→ **Brief**
Copy down every line of the data that follows exactly. Omit the pictures.

→ **Data records**
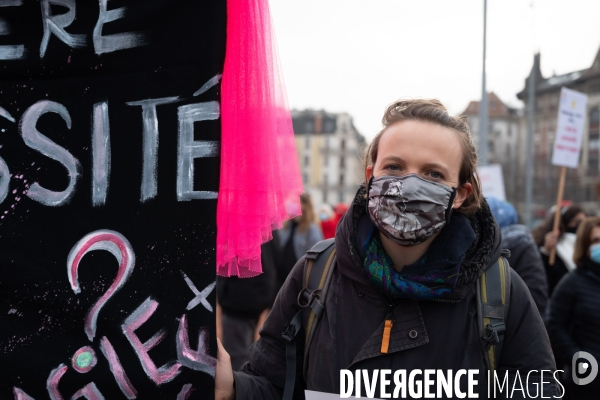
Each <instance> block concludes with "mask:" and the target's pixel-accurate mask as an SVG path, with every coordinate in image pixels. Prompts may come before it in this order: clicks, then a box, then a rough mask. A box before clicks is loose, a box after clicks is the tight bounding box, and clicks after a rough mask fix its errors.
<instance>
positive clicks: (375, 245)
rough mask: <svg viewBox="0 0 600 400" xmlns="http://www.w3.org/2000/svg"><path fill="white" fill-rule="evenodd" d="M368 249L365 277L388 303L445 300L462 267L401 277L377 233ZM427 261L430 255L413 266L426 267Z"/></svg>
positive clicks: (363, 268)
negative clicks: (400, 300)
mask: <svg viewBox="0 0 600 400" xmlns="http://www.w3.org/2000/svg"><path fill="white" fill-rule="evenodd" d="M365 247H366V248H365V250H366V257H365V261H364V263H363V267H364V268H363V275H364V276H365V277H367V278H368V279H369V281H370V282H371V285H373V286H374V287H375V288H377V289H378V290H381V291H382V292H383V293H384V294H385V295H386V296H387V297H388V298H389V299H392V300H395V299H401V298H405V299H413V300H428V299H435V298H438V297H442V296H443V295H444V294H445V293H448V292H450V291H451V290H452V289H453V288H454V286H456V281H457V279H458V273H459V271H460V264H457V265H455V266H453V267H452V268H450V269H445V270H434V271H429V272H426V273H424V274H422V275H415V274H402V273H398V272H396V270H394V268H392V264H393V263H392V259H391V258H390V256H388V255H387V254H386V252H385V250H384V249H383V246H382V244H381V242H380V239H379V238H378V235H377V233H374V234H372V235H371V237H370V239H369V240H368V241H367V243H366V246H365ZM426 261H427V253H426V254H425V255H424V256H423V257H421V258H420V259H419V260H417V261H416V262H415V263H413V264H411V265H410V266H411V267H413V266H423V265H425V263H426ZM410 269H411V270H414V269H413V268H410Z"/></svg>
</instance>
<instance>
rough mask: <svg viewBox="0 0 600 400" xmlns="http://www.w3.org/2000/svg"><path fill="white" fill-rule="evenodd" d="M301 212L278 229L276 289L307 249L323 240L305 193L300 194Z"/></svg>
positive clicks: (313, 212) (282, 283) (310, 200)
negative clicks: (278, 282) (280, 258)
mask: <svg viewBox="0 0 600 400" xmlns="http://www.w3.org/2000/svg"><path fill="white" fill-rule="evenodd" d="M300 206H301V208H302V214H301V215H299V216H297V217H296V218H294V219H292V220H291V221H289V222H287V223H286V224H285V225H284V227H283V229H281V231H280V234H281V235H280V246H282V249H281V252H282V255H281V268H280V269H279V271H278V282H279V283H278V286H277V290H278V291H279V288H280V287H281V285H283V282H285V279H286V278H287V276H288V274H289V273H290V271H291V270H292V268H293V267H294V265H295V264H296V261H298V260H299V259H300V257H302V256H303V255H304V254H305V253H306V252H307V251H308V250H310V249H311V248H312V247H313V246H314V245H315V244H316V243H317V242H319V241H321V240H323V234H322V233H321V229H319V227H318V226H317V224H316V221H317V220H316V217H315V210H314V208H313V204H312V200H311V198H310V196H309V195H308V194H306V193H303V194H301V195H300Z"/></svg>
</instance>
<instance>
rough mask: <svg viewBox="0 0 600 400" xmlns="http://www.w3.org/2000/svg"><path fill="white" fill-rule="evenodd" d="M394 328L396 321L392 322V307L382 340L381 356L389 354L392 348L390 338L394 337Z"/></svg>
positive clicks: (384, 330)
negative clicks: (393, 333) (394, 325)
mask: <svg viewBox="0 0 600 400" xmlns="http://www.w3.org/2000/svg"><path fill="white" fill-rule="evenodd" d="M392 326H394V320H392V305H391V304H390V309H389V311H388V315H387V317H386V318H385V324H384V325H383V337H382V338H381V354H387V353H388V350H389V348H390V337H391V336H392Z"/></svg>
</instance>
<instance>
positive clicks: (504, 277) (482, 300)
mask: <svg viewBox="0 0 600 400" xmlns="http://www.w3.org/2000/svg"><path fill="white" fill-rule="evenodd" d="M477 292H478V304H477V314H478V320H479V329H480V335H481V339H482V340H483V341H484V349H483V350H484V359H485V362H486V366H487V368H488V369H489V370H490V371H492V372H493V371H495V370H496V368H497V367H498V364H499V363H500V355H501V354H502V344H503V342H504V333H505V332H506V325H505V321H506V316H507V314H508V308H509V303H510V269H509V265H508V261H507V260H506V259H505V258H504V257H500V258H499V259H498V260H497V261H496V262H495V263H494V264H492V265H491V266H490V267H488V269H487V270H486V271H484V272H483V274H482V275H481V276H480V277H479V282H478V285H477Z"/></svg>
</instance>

→ **Answer to this task**
Each <instance> block concludes with "mask:" and the target's pixel-accurate mask as an SVG path, with every coordinate in image pixels. Prompts may come before it in this order: clicks, then a box, then a rough mask. A box before clicks is loose, a box after clicks is the tight bounding box, and clicks after a rough mask fix its errors.
<instance>
positive clicks: (375, 245)
rough mask: <svg viewBox="0 0 600 400" xmlns="http://www.w3.org/2000/svg"><path fill="white" fill-rule="evenodd" d="M368 249L365 277L388 303L445 300L462 267L401 277L377 233ZM427 261L430 255L413 266L426 267Z"/></svg>
positive clicks: (363, 268)
negative clicks: (400, 300)
mask: <svg viewBox="0 0 600 400" xmlns="http://www.w3.org/2000/svg"><path fill="white" fill-rule="evenodd" d="M365 247H366V248H365V250H366V257H365V261H364V263H363V267H364V268H363V275H364V276H365V277H367V278H368V279H369V281H370V282H371V285H373V286H374V287H375V288H377V289H378V290H381V291H382V292H383V293H384V294H385V295H386V296H387V297H388V298H389V299H392V300H395V299H401V298H405V299H413V300H428V299H435V298H438V297H442V296H443V295H444V294H445V293H448V292H450V291H451V290H452V289H453V288H454V286H456V281H457V279H458V273H459V271H460V264H457V265H455V266H453V267H452V268H450V269H445V270H434V271H429V272H426V273H424V274H422V275H415V274H402V273H398V272H396V270H394V268H392V264H393V263H392V259H391V258H390V256H388V255H387V254H386V252H385V250H384V249H383V246H382V244H381V242H380V239H379V238H378V235H377V233H374V234H372V235H371V237H370V239H369V240H368V241H367V243H366V246H365ZM426 261H427V253H426V254H425V255H424V256H423V257H421V258H420V259H419V260H417V261H416V262H415V263H413V264H411V265H410V266H411V267H413V266H423V265H425V263H426ZM410 269H411V270H414V269H413V268H410Z"/></svg>
</instance>
<instance>
rough mask: <svg viewBox="0 0 600 400" xmlns="http://www.w3.org/2000/svg"><path fill="white" fill-rule="evenodd" d="M301 212L278 229L276 289L307 249L323 240L305 193L300 194Z"/></svg>
positive clicks: (313, 212) (282, 283) (310, 200)
negative clicks: (278, 282) (280, 258)
mask: <svg viewBox="0 0 600 400" xmlns="http://www.w3.org/2000/svg"><path fill="white" fill-rule="evenodd" d="M300 206H301V208H302V214H301V215H299V216H297V217H296V218H294V219H292V220H291V221H289V222H287V223H286V224H285V225H284V227H283V229H281V231H280V234H281V235H280V246H282V249H281V252H282V255H281V268H280V269H279V271H278V282H279V283H278V286H277V290H278V291H279V288H280V287H281V285H283V282H285V279H286V278H287V276H288V274H289V273H290V271H291V270H292V268H293V267H294V265H295V264H296V261H298V260H299V259H300V257H302V256H303V255H304V254H305V253H306V252H307V251H308V250H310V249H311V248H312V247H313V246H314V245H315V244H316V243H317V242H319V241H321V240H323V234H322V233H321V229H319V227H318V226H317V224H316V221H317V220H316V217H315V210H314V208H313V204H312V200H311V198H310V196H309V195H308V194H306V193H303V194H301V195H300Z"/></svg>
</instance>
<instance>
rough mask: <svg viewBox="0 0 600 400" xmlns="http://www.w3.org/2000/svg"><path fill="white" fill-rule="evenodd" d="M394 328L396 321L392 322V307L382 340L381 356L389 354L392 348L390 338L394 337Z"/></svg>
positive clicks: (384, 330)
negative clicks: (393, 333) (394, 325)
mask: <svg viewBox="0 0 600 400" xmlns="http://www.w3.org/2000/svg"><path fill="white" fill-rule="evenodd" d="M392 326H394V320H392V305H391V304H390V309H389V311H388V315H387V317H386V318H385V324H384V325H383V337H382V338H381V354H387V353H388V350H389V348H390V337H391V336H392Z"/></svg>
</instance>
<instance>
positive clicks: (504, 277) (482, 300)
mask: <svg viewBox="0 0 600 400" xmlns="http://www.w3.org/2000/svg"><path fill="white" fill-rule="evenodd" d="M477 292H478V304H477V314H478V320H479V329H480V335H481V339H482V340H483V341H484V349H483V350H484V359H485V362H486V366H487V368H488V369H489V370H490V371H492V372H493V371H495V370H496V368H497V367H498V364H499V363H500V355H501V354H502V344H503V342H504V333H505V332H506V325H505V321H506V316H507V314H508V308H509V303H510V269H509V265H508V261H507V260H506V259H505V258H504V257H500V258H499V259H498V260H497V261H496V262H495V263H494V264H492V265H491V266H490V267H488V269H487V270H486V271H484V272H483V274H482V275H481V276H480V277H479V282H478V285H477Z"/></svg>
</instance>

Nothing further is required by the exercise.